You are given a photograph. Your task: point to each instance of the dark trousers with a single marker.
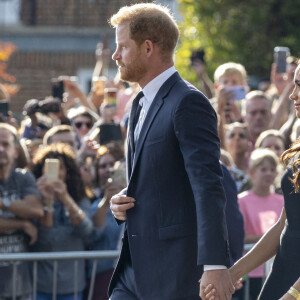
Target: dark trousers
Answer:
(125, 288)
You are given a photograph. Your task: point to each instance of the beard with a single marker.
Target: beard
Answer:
(133, 71)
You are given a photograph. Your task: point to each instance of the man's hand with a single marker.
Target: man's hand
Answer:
(119, 204)
(221, 281)
(31, 230)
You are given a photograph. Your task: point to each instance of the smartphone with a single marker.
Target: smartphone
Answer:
(52, 169)
(92, 136)
(99, 85)
(197, 55)
(239, 92)
(57, 88)
(110, 96)
(4, 108)
(280, 55)
(118, 177)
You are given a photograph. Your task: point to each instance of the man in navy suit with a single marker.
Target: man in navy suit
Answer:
(174, 202)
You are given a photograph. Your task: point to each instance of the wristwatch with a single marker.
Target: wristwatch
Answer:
(6, 203)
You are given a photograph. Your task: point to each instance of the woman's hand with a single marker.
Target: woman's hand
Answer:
(287, 297)
(46, 190)
(60, 189)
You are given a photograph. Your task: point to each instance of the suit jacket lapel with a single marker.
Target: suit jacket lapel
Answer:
(153, 110)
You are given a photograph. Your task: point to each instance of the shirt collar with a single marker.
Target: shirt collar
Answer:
(151, 89)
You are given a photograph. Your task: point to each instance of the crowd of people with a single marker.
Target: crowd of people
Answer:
(87, 133)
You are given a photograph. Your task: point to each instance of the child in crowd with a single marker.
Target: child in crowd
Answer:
(259, 206)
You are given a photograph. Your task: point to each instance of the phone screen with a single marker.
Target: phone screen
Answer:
(57, 89)
(239, 92)
(51, 169)
(280, 55)
(4, 108)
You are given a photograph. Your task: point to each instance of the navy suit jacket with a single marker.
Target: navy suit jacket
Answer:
(178, 222)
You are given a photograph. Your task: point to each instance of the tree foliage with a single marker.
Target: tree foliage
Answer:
(241, 31)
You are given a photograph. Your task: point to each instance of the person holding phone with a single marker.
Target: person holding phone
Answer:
(282, 240)
(230, 81)
(66, 222)
(106, 233)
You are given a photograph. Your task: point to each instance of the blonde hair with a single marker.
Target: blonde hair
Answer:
(149, 21)
(265, 134)
(230, 68)
(259, 155)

| Exercise |
Down to the last line, reproduce the material above exactly; skip its images.

| Expected output |
You are given a photograph. Your task: point to each instance of the dark trousers with a single marker.
Target: dark trousers
Answer:
(125, 288)
You are given a photograph. Your task: point to each instance of the beard with a single marker.
Target: beard
Answer:
(133, 71)
You are given a photograph. Your task: point to each instance of the man's hand with a single marker.
Target: man's hand
Answer:
(119, 204)
(221, 281)
(31, 230)
You are given a photograph. Your task: point to each instance of the smartphone with a single marker.
Target: smartphone
Answer:
(52, 169)
(92, 136)
(99, 85)
(197, 55)
(239, 92)
(57, 88)
(110, 96)
(4, 108)
(280, 55)
(118, 177)
You are given a photograph. Your task: point to each instance of the man in navy suit with a single marker.
Target: man in navy suit
Answer:
(174, 202)
You are given a photograph. Your task: point to each instance of the wristwatch with a single marker.
Target: wristwatch
Answer:
(6, 203)
You are given a photograph. Your task: point to each instance of the woman's hand with a single marker.
Target: woman's hand
Answer:
(287, 297)
(46, 190)
(60, 189)
You are given a photograph. Your task: point to each instance of the suit jacket lapel with a single marker.
Target: suit jacket lapel
Answer:
(153, 110)
You are given a photograph. Your task: point to each instance of the shirt collar with a single marker.
Target: shirt collar
Answer:
(151, 89)
You are given a photograph. Your task: point to each instance of the crowd of people with a single marker.
Target: crowd of people
Answer:
(87, 133)
You are given a photograph. Your task: point to each instance of the child in crowd with a single marker.
Target: child in crowd
Answer:
(259, 206)
You are given a photograph. Your task: point to each instance of the phone screen with a single marker.
Target: phone screen
Answer:
(57, 89)
(239, 92)
(51, 169)
(280, 55)
(4, 108)
You are given a photograph. Your task: point to each instance of the navy suit jacket with a single marker.
Target: navy suit jacket
Answer:
(178, 222)
You are given a photograph. Your task: point to each instance of the tree foliage with a single marker.
Target: tree foliage
Answer:
(241, 31)
You are given a photograph. Your task: point to each instance of the person holding phone with a single marker.
Target: person holding phone
Answer:
(282, 240)
(230, 81)
(66, 222)
(106, 233)
You are given a photograph. Your task: point to each instance of the blonde hair with a single marker.
Target: blonde hair
Answer:
(149, 21)
(265, 134)
(230, 68)
(259, 155)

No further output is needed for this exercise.